Update the data below by replacing every occurrence of "mark one point on each instance" with "place one point on every instance", leaving all other text unchanged.

--- Start ---

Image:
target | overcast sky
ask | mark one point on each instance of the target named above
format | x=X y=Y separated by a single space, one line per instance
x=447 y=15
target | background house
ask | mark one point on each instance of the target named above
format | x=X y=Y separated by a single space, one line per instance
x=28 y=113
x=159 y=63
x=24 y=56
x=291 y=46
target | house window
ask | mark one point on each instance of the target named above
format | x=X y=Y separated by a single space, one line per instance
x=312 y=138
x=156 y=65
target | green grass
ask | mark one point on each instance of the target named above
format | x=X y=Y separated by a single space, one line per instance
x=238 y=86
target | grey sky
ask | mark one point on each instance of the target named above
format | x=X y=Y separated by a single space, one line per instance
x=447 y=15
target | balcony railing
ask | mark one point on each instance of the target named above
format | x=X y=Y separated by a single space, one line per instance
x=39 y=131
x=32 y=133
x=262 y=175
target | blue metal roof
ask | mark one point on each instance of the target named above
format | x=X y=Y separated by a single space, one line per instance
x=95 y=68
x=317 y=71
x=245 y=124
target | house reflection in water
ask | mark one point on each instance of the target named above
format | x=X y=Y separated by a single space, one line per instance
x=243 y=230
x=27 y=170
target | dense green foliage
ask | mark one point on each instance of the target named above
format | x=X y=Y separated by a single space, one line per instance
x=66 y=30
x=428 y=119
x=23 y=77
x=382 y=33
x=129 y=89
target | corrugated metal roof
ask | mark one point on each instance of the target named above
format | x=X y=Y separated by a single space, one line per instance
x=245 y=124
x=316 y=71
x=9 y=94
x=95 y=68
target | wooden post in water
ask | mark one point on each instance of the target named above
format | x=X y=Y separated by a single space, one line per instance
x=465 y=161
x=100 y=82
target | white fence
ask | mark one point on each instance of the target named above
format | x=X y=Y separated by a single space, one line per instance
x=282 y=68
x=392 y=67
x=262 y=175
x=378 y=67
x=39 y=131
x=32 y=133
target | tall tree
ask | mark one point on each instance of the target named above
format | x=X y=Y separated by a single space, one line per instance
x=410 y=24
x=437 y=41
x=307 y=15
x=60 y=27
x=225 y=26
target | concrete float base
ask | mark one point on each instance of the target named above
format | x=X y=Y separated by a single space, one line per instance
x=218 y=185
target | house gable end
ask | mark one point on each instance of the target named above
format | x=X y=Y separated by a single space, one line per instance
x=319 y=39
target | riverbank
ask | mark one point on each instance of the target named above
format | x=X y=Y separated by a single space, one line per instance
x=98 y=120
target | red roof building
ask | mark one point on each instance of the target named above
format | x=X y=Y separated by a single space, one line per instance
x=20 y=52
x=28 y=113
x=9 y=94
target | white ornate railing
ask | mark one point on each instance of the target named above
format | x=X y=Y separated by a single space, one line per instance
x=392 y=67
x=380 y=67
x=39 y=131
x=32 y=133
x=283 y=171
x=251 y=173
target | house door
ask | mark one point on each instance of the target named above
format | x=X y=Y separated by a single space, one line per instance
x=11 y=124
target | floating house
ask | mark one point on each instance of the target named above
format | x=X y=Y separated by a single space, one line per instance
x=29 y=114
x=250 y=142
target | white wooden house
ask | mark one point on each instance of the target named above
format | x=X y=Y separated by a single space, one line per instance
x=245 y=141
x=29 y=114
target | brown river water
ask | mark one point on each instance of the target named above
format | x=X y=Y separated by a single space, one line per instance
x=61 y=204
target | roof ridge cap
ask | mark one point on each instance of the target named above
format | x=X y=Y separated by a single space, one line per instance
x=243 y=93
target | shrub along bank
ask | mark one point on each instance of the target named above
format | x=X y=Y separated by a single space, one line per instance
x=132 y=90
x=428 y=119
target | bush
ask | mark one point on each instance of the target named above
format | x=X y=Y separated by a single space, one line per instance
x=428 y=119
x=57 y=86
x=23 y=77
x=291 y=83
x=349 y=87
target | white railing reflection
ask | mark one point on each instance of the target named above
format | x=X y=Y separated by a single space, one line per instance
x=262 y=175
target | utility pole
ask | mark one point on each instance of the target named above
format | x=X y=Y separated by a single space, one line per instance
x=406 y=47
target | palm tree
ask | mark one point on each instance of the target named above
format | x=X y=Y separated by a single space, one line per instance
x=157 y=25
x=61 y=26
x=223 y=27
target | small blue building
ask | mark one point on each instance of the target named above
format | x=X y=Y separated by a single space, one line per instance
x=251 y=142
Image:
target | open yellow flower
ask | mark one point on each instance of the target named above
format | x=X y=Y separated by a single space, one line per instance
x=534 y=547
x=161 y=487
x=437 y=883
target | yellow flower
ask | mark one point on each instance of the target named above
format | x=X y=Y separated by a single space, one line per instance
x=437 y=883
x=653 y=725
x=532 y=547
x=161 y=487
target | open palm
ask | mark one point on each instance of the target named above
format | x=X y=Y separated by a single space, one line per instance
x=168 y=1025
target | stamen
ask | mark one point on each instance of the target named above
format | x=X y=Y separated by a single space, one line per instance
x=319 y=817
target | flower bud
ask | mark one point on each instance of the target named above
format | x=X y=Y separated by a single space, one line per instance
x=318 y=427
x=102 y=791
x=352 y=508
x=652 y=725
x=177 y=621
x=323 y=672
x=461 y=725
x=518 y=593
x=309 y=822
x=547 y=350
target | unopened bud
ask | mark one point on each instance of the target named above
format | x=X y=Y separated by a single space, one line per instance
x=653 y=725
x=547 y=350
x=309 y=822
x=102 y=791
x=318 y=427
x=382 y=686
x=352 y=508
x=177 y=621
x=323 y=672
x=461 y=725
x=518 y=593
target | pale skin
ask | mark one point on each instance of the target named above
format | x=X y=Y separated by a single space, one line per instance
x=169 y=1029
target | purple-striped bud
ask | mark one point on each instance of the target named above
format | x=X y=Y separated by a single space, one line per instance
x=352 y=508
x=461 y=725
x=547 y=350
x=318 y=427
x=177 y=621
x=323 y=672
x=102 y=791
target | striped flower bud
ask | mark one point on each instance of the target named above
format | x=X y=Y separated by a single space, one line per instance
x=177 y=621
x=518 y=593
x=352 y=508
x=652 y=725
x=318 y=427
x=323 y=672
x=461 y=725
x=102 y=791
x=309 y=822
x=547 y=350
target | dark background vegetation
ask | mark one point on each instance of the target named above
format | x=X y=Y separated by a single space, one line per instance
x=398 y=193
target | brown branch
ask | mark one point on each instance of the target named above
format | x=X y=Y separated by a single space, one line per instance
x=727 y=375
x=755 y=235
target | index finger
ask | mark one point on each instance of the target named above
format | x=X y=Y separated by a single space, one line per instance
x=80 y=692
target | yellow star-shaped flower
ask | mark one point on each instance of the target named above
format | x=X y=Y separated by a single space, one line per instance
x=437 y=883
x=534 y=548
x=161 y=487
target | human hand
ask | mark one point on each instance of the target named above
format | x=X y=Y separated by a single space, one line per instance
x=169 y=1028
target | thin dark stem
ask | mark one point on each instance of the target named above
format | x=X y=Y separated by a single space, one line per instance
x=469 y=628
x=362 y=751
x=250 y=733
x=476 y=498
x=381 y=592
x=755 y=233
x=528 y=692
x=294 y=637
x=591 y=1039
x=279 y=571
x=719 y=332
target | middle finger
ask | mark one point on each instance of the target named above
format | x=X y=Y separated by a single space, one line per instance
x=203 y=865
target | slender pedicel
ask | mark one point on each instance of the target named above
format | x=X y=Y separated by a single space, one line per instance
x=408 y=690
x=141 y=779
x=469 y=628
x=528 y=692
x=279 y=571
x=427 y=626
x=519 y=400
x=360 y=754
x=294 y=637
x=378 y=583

--- End ---

# Output for this exercise
Image:
target | overcast sky
ask | place one point on every instance of the target named above
format | x=X y=Y separated by a single space, one line per instance
x=447 y=15
target | background house
ask | place one point on every instance of the target named above
format | x=X y=Y separated by a single space, one line per instance
x=28 y=113
x=159 y=63
x=24 y=56
x=291 y=46
target | house window
ask | place one point on every instance of the target named above
format | x=X y=Y separated by a single space, one line per instance
x=312 y=138
x=156 y=65
target | green grass
ask | place one point on every instance of the target named above
format | x=X y=Y separated by a single space, one line per instance
x=238 y=86
target | grey sky
ask | place one point on every instance of the target named above
format | x=X y=Y separated by a single space, one line per instance
x=447 y=15
target | balcony railing
ask | place one point on every instance of the target named above
format | x=X y=Y separated by a single space, one line per instance
x=39 y=131
x=32 y=133
x=262 y=175
target | blue metal roof
ask | place one point on every instance of the target named above
format | x=X y=Y separated by a single space, one line per instance
x=95 y=68
x=317 y=71
x=245 y=124
target | house reflection in water
ask | place one point on every instance of the target named above
format | x=X y=Y separated by a single space, one line per instance
x=243 y=230
x=27 y=170
target | dense green foliage
ask | place one point on every instance of the target named above
format | x=X y=Y separated by a single space, one line per instance
x=66 y=30
x=428 y=119
x=23 y=77
x=382 y=33
x=129 y=89
target | corrugated metal roof
ask | place one point on every instance of the target named above
format | x=X y=Y separated by a single space, one line per instance
x=245 y=124
x=316 y=71
x=9 y=94
x=95 y=68
target | wooden post in water
ask | place one point on every instance of the target named above
format | x=X y=Y separated by a single space, one line per instance
x=465 y=161
x=100 y=82
target | white fence
ask | place one point on every instance of the target named above
format | x=X y=Y separated by a single space, one line per instance
x=282 y=68
x=392 y=67
x=262 y=175
x=378 y=67
x=39 y=131
x=32 y=133
target | tall tree
ask | place one point on every instance of the target named above
format | x=X y=Y separated by a single space, one line per instance
x=410 y=24
x=437 y=41
x=307 y=15
x=60 y=27
x=225 y=26
target | concrete float base
ask | place one point on every instance of the target named above
format | x=X y=Y separated by a single space, one line per instance
x=218 y=185
target | house gable end
ask | place one point on every instance of the target named above
format | x=X y=Y separated by a single space, one line per instance
x=319 y=39
target | riverbank
ask | place one point on every instance of the target named above
format | x=X y=Y separated by a single space, one line per instance
x=98 y=120
target | red roof building
ask | place one point on every instance of the target named above
format | x=X y=Y separated by a single space, one line per instance
x=20 y=52
x=28 y=113
x=9 y=94
target | white ornate railing
ask | place one point on every instance of the target named above
format | x=X y=Y separated by a single space, one line per instance
x=392 y=67
x=380 y=67
x=39 y=131
x=32 y=133
x=283 y=171
x=251 y=173
target | house door
ask | place one point on every instance of the target named above
format | x=X y=Y separated by a single space, one line per instance
x=11 y=124
target | floating house
ask | place one point on every instance of the target named above
format | x=X y=Y separated by a single space, one line per instance
x=29 y=114
x=250 y=142
target | white wooden house
ask | place one point on every instance of the target named above
format | x=X y=Y separated by a single space, one line per instance
x=245 y=141
x=29 y=114
target | brown river water
ask | place one point on every instance of the target named above
format | x=X y=Y separated by a single space, one line per instance
x=61 y=204
target | roof ridge cap
ask | place one point on every instance of the target named above
format | x=X y=Y separated by a single space, one line per instance
x=243 y=93
target | shrub along bank
ask | place one point on every instance of the target named above
format | x=X y=Y separated by a single space, one line per instance
x=132 y=90
x=428 y=119
target | bush
ask | place one point on every instance of the target named above
format | x=X y=Y separated by a single space, one line per instance
x=428 y=119
x=57 y=86
x=23 y=77
x=291 y=83
x=349 y=87
target | white railing reflection
ask | place one point on every instance of the target named above
format | x=X y=Y separated by a single space, one line per instance
x=262 y=175
target | utility pole
ask | place one point on every instance of the target named above
format | x=X y=Y separated by a single space, one line per instance
x=406 y=47
target | palm tree
ask | place one point on every instance of the target named above
format | x=X y=Y separated by a single space, one line per instance
x=157 y=25
x=61 y=26
x=223 y=27
target | small blue building
ask | place one point on every instance of the target named above
format | x=X y=Y separated by a single space, one line per instance
x=251 y=142
Image:
target | open yellow flower
ask | place one point on every instance of the target named above
format | x=X y=Y separated by a single space, one line per instance
x=534 y=547
x=161 y=487
x=437 y=883
target | yellow flower
ask | place one point on every instance of the target named above
format | x=X y=Y separated by a single space, one line per instance
x=437 y=883
x=653 y=725
x=532 y=547
x=161 y=487
target | open palm
ask | place one point on every instance of the target named above
format | x=X y=Y separated by a single space, one line per instance
x=168 y=1025
target | stamen
ask | place one point on every instance of the target named above
format | x=X y=Y separated by a single space, one line per instance
x=319 y=817
target | flower bud
ask | place one point on every instance of the target named above
format | x=X y=Y separated by a single space, one line per instance
x=318 y=427
x=102 y=791
x=352 y=508
x=652 y=725
x=177 y=621
x=323 y=672
x=461 y=725
x=518 y=593
x=309 y=822
x=547 y=350
target | unopened bud
ask | place one point on every instance of the target named above
format | x=X y=Y separated by a single space, one line per instance
x=653 y=725
x=547 y=350
x=309 y=822
x=102 y=791
x=318 y=427
x=382 y=686
x=352 y=508
x=177 y=621
x=323 y=672
x=461 y=725
x=518 y=593
target | pale skin
ask | place one point on every instance of the target named above
format | x=X y=Y separated by a single space, one line per instance
x=169 y=1029
target | purple-striped bud
ask | place one point on every instance of the target named above
format | x=X y=Y separated by a single space, one line per instance
x=352 y=508
x=461 y=725
x=547 y=350
x=318 y=427
x=177 y=621
x=323 y=672
x=102 y=791
target | striped flower bud
ask | place one point on every instance of the target named above
format | x=X y=Y separated by a single space, one line per instance
x=177 y=621
x=518 y=593
x=352 y=508
x=652 y=725
x=318 y=427
x=323 y=672
x=461 y=725
x=102 y=791
x=309 y=822
x=547 y=350
target | dark background vegetation
ask | place one point on every instance of the target named above
format | x=X y=Y separated by a single space, one line per instance
x=398 y=193
target | brown branch
ask | place one point on every instance of the target named above
format | x=X y=Y separated by a single space, one line per instance
x=727 y=375
x=755 y=235
target | index finger
ask | place one point on every instance of the target named above
format | x=X y=Y separated by a single space, one line per instance
x=80 y=692
target | yellow star-shaped flower
ask | place one point on every instance of the target named above
format | x=X y=Y separated by a single space, one line per instance
x=437 y=883
x=534 y=548
x=161 y=487
target | human hand
ask | place one point on every instance of the target named above
format | x=X y=Y separated by a single space, one line per instance
x=169 y=1028
target | thin dark stem
ask | place one point on every instance of the target named above
format | x=X y=Y separated by a single space, one line per instance
x=469 y=628
x=362 y=751
x=250 y=733
x=476 y=498
x=381 y=592
x=755 y=233
x=528 y=692
x=294 y=637
x=591 y=1039
x=279 y=571
x=719 y=332
target | middle finger
ask | place one point on every instance of the target named above
format | x=X y=Y separated by a single space, one line per instance
x=203 y=865
target | slender pedicel
ask | place one point on every instance of the target named above
format | x=X y=Y separated by a single space, one line per instance
x=408 y=690
x=141 y=779
x=469 y=628
x=528 y=692
x=279 y=571
x=427 y=626
x=519 y=400
x=360 y=754
x=294 y=637
x=378 y=583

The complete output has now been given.